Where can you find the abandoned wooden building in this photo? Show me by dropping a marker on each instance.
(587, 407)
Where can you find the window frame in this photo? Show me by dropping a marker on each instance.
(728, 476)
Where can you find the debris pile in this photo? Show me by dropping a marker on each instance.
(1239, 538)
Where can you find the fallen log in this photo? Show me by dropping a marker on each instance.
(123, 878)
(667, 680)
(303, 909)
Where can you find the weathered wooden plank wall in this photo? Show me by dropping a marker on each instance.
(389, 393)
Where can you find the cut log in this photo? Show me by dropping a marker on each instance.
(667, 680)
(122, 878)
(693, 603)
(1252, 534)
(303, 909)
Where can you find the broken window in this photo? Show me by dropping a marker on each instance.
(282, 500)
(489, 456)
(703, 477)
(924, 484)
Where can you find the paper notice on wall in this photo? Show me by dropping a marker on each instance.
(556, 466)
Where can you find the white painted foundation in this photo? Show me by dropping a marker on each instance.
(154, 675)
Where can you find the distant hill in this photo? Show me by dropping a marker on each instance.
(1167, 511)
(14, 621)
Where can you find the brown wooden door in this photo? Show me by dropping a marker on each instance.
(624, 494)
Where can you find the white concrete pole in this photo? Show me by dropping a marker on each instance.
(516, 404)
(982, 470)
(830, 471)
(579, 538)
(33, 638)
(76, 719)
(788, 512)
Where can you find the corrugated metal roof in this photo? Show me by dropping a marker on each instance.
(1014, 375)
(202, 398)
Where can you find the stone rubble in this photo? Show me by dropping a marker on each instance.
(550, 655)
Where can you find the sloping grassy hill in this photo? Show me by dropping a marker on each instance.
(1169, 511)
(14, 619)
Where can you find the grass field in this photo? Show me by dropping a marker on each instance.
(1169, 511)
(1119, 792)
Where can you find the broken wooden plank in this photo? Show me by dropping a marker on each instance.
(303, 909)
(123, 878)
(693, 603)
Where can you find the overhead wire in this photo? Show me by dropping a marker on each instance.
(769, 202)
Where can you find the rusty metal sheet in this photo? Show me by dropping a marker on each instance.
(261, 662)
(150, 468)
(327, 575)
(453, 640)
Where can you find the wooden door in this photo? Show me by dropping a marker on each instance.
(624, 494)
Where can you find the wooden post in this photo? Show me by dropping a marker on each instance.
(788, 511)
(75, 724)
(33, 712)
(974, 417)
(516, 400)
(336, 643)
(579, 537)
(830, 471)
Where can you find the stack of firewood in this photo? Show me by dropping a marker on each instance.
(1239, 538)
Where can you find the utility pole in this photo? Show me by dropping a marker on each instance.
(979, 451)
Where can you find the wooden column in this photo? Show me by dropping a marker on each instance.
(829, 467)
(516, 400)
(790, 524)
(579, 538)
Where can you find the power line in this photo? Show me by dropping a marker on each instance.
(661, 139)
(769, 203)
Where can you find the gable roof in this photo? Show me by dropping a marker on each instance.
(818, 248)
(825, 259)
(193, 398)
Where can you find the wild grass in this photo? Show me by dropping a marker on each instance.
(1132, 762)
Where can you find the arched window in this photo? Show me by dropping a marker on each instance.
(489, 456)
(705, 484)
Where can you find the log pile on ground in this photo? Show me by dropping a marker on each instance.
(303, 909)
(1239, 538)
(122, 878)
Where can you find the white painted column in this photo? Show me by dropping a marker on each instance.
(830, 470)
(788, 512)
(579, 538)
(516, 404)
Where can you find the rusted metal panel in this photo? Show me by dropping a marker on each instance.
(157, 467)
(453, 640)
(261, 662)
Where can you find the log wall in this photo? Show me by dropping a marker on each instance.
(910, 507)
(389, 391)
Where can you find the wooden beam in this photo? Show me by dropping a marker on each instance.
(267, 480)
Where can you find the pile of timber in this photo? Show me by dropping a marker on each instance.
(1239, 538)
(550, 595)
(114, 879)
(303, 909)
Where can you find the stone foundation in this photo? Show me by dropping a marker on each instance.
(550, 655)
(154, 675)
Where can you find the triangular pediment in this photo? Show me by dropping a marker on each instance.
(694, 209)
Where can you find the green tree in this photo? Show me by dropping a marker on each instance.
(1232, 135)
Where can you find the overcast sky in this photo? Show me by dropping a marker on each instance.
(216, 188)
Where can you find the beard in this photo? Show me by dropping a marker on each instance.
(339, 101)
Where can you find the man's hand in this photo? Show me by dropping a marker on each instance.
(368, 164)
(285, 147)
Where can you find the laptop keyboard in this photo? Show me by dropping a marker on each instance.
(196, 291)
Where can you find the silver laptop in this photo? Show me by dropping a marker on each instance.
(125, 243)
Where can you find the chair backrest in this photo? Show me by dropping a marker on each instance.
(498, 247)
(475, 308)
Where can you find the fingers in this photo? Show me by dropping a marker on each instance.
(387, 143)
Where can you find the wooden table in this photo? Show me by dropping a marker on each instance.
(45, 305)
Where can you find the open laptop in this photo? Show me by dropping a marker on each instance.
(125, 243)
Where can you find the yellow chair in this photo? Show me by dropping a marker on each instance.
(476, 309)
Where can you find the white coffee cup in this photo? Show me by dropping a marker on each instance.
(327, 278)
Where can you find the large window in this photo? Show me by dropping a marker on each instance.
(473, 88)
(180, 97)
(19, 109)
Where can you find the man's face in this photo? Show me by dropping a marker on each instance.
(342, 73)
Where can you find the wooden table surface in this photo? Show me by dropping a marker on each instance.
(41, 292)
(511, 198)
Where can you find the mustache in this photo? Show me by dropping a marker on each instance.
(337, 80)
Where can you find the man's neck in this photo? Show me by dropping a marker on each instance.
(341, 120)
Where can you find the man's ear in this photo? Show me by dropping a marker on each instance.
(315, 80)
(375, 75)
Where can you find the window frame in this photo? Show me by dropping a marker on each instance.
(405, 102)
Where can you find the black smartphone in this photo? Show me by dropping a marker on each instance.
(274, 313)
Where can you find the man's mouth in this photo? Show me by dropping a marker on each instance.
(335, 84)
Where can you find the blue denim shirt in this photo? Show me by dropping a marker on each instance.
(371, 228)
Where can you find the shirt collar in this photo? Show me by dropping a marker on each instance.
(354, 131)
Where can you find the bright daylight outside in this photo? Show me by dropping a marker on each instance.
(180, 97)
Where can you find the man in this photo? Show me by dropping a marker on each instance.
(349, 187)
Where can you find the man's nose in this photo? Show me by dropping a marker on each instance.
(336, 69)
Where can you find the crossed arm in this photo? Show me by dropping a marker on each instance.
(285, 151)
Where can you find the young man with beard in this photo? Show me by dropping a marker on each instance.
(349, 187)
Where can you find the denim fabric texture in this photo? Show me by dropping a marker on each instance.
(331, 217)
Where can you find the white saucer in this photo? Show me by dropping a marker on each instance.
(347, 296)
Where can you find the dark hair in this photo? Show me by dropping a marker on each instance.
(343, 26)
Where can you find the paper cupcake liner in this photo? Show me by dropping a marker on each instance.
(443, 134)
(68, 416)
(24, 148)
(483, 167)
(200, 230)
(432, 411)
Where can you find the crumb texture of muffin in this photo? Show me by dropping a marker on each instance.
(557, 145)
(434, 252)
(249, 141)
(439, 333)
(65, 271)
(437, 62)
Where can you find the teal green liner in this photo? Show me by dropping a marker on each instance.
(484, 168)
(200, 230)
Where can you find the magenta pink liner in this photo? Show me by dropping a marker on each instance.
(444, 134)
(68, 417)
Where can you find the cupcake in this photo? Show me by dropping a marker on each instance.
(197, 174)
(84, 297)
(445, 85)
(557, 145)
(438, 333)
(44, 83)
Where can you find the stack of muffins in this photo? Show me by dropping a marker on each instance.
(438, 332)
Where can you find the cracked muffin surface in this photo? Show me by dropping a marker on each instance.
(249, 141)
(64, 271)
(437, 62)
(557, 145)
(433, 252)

▶ [What needs to be done] Reproduce all of the records above, replacing "dropping a marker" with "placing a pin" wherever it occurs and leaving everything else unchanged.

▶ [Response to this task]
Where can you find the abandoned wooden building in this photo? Show me by placing a pin on each instance.
(587, 407)
Where can you find the window frame in this photo? Show me by placing a pin on each instance.
(728, 476)
Where can you find the debris pile in this photo? Show me by placing a pin on each instance.
(1239, 538)
Where can you find the fallen log in this photo? Show me by placing a pin on each instance.
(123, 878)
(667, 680)
(303, 909)
Where can you find the weathered wooden plank wall in this photo? Show me by placing a pin on each instance.
(389, 393)
Where can you find the cut log in this photo? Show me by placing a pin on each instance.
(667, 680)
(122, 878)
(693, 603)
(1252, 534)
(303, 909)
Where can you find the broken window in this photo? Show me by placing a pin on each instance.
(282, 500)
(489, 456)
(703, 477)
(924, 484)
Where can you find the paper notice on wall in this photo? Show me by placing a pin on each instance.
(556, 466)
Where can you find the white painted foundation in this photo? Show me by placing a pin on each instance.
(154, 675)
Where can you find the distant hill in this photo? Show me by placing a pin on each instance.
(1167, 511)
(14, 621)
Where can you find the brown wooden door in this photo? Show me by placing a pin on each instance.
(624, 494)
Where can you find the white concrete pole in this photo? Show me by placing a pin on each instance.
(516, 404)
(982, 470)
(830, 471)
(579, 538)
(33, 638)
(76, 719)
(788, 512)
Where can you find the corrugated metal roof in this photo? Show me by placing a pin on each instance.
(1014, 375)
(202, 398)
Where can you find the stone rubble in this photo? Show me by placing a pin on each instance.
(550, 655)
Where can you find the sloping grassy hill in this photo? Show me by placing a pin on each instance.
(1169, 511)
(14, 619)
Where can you find the grass field in this photo? Show me by placing a pin on each instance.
(1169, 511)
(1119, 792)
Where can you find the broken wooden plank in this photo? Show me by placing a pin on each instance.
(303, 909)
(123, 878)
(693, 603)
Where can you find the overhead wire in this photo? Show me by placing a pin on each instance.
(769, 202)
Where can you find the rusty metal sheet in this photo? Show me by placing a pin on each instance.
(261, 662)
(150, 468)
(327, 575)
(453, 640)
Where can you find the wooden door in this photo? Show me by placing a pin on each instance.
(624, 494)
Where can you find the wooden post in this photo? Show me by placing a pin on each instance.
(788, 511)
(75, 724)
(33, 712)
(974, 417)
(516, 400)
(336, 643)
(579, 537)
(830, 471)
Where can you find the stack of firewood in this photo? Show me by placing a pin on each instance.
(1239, 538)
Where can you find the utility pole in this photo? Show me by placing a pin on each instance.
(979, 451)
Where can you find the wooden column in this photo? Show me by placing a pin on each instance.
(829, 467)
(516, 400)
(790, 524)
(579, 538)
Where can you find the power line in this photo? Show me by placing a pin on each instance.
(661, 139)
(769, 203)
Where can you find the gable roof in this photo? Show me by placing a pin on each instance.
(818, 248)
(825, 259)
(193, 398)
Where can you find the wild grass in this photo? Show me by placing a pin on each instance.
(1132, 762)
Where can you find the arched window in this photo? Show me by placing a pin on each instance.
(489, 456)
(705, 484)
Where can you find the log pile on ground in this photo? Show me by placing a pin on each instance.
(303, 909)
(1239, 538)
(122, 878)
Where can you find the white painted column in this photo? Show me by placing a pin on each instance.
(830, 470)
(788, 512)
(579, 538)
(516, 404)
Where can you find the rusted metal panel in this photo? Show me by placing a pin on each instance.
(157, 467)
(453, 640)
(261, 662)
Where can you find the log wall in this photo? Show me by placing a pin on each instance.
(910, 507)
(389, 391)
Where can you find the wooden beam in this photo? Show me by placing a pin on each instance.
(267, 480)
Where can you find the pile of timber in this photo? Show me by placing a pin on each instance.
(1239, 538)
(550, 595)
(114, 879)
(303, 909)
Where can you find the stone foundation in this photo? Show me by placing a pin on each instance.
(550, 655)
(154, 675)
Where can you find the triangular pediment in this photo? Show me by placing a pin on each instance.
(694, 209)
Where can you find the green tree in this photo? Show me by placing a pin on each instance.
(1232, 135)
Where can you find the overcast sky in this photo? Show me by placing a pin on each instance.
(216, 188)
Where can you find the beard in this photo? Show me by placing a pin on each instance.
(339, 101)
Where can you find the man's hand in this photo? Show me by placing a pin on each instance.
(368, 164)
(285, 147)
Where can you find the laptop keyboard in this photo? Show me by placing a pin on each instance.
(196, 291)
Where can you find the silver laptop in this photo? Show me by placing a pin on each instance.
(125, 243)
Where can you find the chair backrest in this photo? Show me by placing a pin on each instance.
(498, 247)
(475, 308)
Where can you find the fingers in this photo? Show me by placing a pin on each instance.
(387, 143)
Where can you find the wooden table in this photo? Show me by placing a pin on each instance.
(45, 305)
Where can you find the open laptop in this photo? Show me by placing a pin on each instance.
(125, 243)
Where can you find the yellow chair in this photo? Show me by placing a pin on each instance.
(476, 309)
Where can you find the white coffee cup in this photo? Show me by placing a pin on each instance.
(327, 278)
Where can you find the large window in this photo? Show me by placing a pin on each instance.
(473, 88)
(180, 97)
(19, 109)
Where can you find the man's face in this photo? Show me by placing a pin on each instance.
(342, 73)
Where can you find the wooden table surface in this photo? Show me by placing a pin on each instance.
(41, 292)
(511, 198)
Where can you find the mustache in this photo? Show me by placing a pin on each instance.
(337, 80)
Where can you find the man's neck in this photo? Show me by placing a pin on each instance.
(341, 120)
Where can you find the man's ear in this photo? Show me by placing a pin on each instance.
(315, 80)
(375, 75)
Where can you find the window frame in this photo? Show me by placing a pin on each instance.
(405, 102)
Where can you find the black smartphone in this photo? Show me by placing a pin on each instance.
(274, 313)
Where can you find the man's mouth in this photo? Show me by placing a pin on each instance.
(335, 84)
Where can you find the blue denim shirt in this photo? Show me by placing a pin on each instance.
(371, 228)
Where can you find the shirt collar in this photo? Show me by placing a pin on each instance.
(354, 131)
Where can you find the bright daylight outside in this photo? Show me by placing a pin on each instance.
(180, 97)
Where can you find the man in this photo? Show me by placing a pin on each instance.
(349, 187)
Where can you find the man's nose in this photo? Show me by placing a pin on each instance.
(336, 69)
Where can you find the crossed arm in this photo? Show me by placing a pin on each instance.
(285, 151)
Where can you find the young man with beard in this photo? Show me by placing a pin on each instance.
(349, 187)
Where can you find the denim fabric texture in this photo? Show me by placing a pin on each instance.
(331, 217)
Where can you find the white saucer in this photo? Show me by placing a pin on each instance.
(347, 296)
Where can you find the dark hair in this photo? Show me by placing a pin on each instance.
(343, 26)
Where can you find the paper cupcake liner in this photo? Show me by placing a pin on each instance.
(443, 134)
(68, 416)
(24, 148)
(483, 167)
(200, 230)
(432, 411)
Where can you find the crumb texture of muffin in this photo? Show me by placing a pin on each instance.
(557, 145)
(434, 252)
(249, 141)
(439, 333)
(65, 271)
(437, 62)
Where can you find the teal green liner in this photo? Show me by placing a pin on each instance.
(484, 168)
(200, 230)
Where can you find the magenta pink liner in this photo? Show me by placing a pin on each instance.
(444, 134)
(68, 417)
Where can you find the cupcake in this photo? Show me by placing a pin on each instance.
(197, 174)
(84, 297)
(445, 85)
(557, 145)
(438, 333)
(44, 83)
Where can you find the stack of muffins in this photo? Show me by placing a pin on each instance.
(438, 332)
Where can you find the cracked muffin surface in this photo? Show me by placing a pin on each instance.
(249, 141)
(64, 271)
(437, 62)
(557, 145)
(433, 252)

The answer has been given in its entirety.